> **EXERCISE DIRECTIONS**
Retype all entries exactly as they stand, excluding pictures.

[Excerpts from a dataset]

# # # #

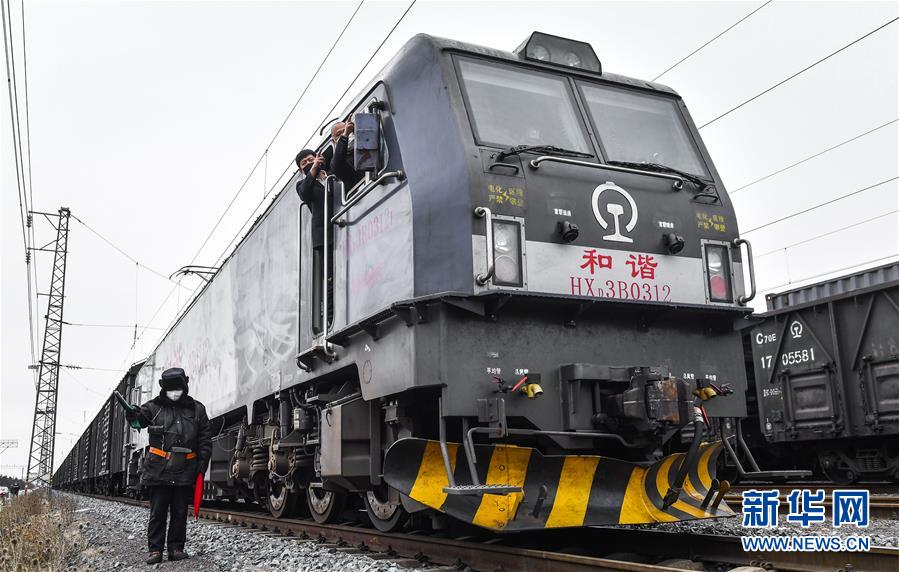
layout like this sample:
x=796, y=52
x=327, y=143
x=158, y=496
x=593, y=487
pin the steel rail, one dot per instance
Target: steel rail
x=481, y=555
x=425, y=549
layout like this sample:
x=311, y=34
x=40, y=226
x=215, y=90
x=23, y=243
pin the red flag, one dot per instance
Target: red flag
x=198, y=495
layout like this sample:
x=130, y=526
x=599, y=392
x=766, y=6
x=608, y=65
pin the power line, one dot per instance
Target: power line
x=77, y=324
x=800, y=72
x=70, y=366
x=125, y=254
x=28, y=150
x=882, y=258
x=265, y=153
x=9, y=53
x=810, y=157
x=834, y=231
x=803, y=211
x=726, y=30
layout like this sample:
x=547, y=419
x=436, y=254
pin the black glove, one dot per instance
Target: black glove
x=133, y=417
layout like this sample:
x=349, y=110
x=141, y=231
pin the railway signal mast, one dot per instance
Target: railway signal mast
x=43, y=432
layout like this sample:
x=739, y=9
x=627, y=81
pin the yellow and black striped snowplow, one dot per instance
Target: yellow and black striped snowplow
x=553, y=491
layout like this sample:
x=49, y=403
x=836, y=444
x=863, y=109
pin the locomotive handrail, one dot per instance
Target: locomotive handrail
x=484, y=212
x=743, y=299
x=398, y=175
x=677, y=185
x=326, y=345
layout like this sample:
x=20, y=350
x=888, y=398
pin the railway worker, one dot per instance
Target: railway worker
x=312, y=192
x=180, y=447
x=342, y=164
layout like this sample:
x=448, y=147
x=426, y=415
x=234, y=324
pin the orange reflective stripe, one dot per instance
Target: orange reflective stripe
x=168, y=455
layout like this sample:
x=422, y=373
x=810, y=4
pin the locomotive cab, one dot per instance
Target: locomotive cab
x=542, y=255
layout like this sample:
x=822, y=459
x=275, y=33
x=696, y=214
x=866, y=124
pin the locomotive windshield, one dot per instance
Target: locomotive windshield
x=510, y=106
x=641, y=128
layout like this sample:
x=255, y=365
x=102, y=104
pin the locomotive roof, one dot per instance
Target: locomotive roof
x=457, y=46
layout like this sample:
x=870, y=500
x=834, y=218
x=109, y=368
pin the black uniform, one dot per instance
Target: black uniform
x=180, y=448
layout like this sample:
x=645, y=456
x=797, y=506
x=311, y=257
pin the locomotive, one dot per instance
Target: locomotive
x=532, y=289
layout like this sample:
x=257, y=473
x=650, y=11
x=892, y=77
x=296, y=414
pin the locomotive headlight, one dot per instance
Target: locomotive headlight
x=718, y=270
x=507, y=253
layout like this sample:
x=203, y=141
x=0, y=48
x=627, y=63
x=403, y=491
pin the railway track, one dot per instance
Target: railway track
x=548, y=551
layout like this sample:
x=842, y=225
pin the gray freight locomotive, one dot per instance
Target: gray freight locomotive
x=539, y=267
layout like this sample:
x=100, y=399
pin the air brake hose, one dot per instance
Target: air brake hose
x=688, y=461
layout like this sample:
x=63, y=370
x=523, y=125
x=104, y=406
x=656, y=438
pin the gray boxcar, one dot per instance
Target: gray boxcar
x=826, y=363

# # # #

> **RESULT OF THIS EXERCISE**
layout like this sample:
x=796, y=52
x=327, y=143
x=158, y=496
x=593, y=487
pin the steel rail, one dot per instance
Target: steel rail
x=481, y=555
x=425, y=549
layout like this sample:
x=311, y=34
x=40, y=226
x=215, y=90
x=23, y=243
pin the red flag, one dot per instance
Target: red flag
x=198, y=495
layout like this sample:
x=130, y=526
x=599, y=392
x=766, y=6
x=608, y=65
pin the power line, one dot per instance
Target: power line
x=77, y=324
x=800, y=72
x=70, y=366
x=125, y=254
x=28, y=150
x=882, y=258
x=265, y=153
x=9, y=53
x=810, y=157
x=834, y=231
x=803, y=211
x=726, y=30
layout like this sample:
x=547, y=419
x=436, y=254
pin the black glove, one dot per instance
Target: black glove
x=133, y=417
layout like this sample:
x=349, y=110
x=141, y=231
pin the railway signal mast, one dot per instance
Target: railway signal mast
x=43, y=432
layout like this sample:
x=739, y=9
x=627, y=81
pin the yellow and black striped snowplow, one dot per instance
Target: yellow and black striped snowplow
x=553, y=491
layout like this sample:
x=49, y=403
x=836, y=444
x=863, y=109
pin the locomotive handrail, one dot per instance
Target: locomotive handrail
x=484, y=212
x=743, y=299
x=398, y=175
x=677, y=185
x=326, y=345
layout like this sample:
x=20, y=350
x=888, y=398
pin the railway worker, one dot per instance
Target: railway worker
x=312, y=192
x=180, y=447
x=342, y=164
layout like this sample:
x=448, y=147
x=426, y=415
x=234, y=324
pin the orange reflective stripe, one dot per instance
Target: orange reflective stripe
x=168, y=455
layout like this sample:
x=422, y=373
x=810, y=4
pin the locomotive cab, one dot per instance
Target: locomotive cab
x=542, y=255
layout like this sample:
x=822, y=459
x=275, y=33
x=696, y=214
x=866, y=124
pin the locomotive windshield, one dot per instance
Target: locomotive windshield
x=510, y=106
x=641, y=128
layout like this sample:
x=255, y=365
x=102, y=104
pin the locomotive roof, one dot per instance
Target: locomotive roof
x=457, y=46
layout like this sample:
x=870, y=500
x=834, y=218
x=109, y=368
pin the black uniform, one dot per instance
Target: black uniform
x=180, y=448
layout like this sample:
x=645, y=456
x=797, y=506
x=311, y=257
pin the locomotive, one dot per instance
Target: locomotive
x=532, y=289
layout like this sample:
x=257, y=473
x=650, y=11
x=892, y=77
x=296, y=414
pin the locomotive headlight, one dot per instance
Target: locomotive headlight
x=718, y=270
x=507, y=253
layout like this sample:
x=203, y=141
x=0, y=48
x=627, y=63
x=403, y=491
pin the railway track, one dot per instance
Target: railway track
x=548, y=551
layout like this sample:
x=842, y=225
pin the gray freight locomotive, one dot per instance
Target: gray freight locomotive
x=539, y=267
layout like this sample:
x=100, y=399
pin the air brake hose, one dot per instance
Target: air brake hose
x=688, y=461
layout like this sample:
x=63, y=370
x=523, y=125
x=104, y=406
x=656, y=438
pin the gray boxcar, one dot per instance
Target: gray boxcar
x=826, y=363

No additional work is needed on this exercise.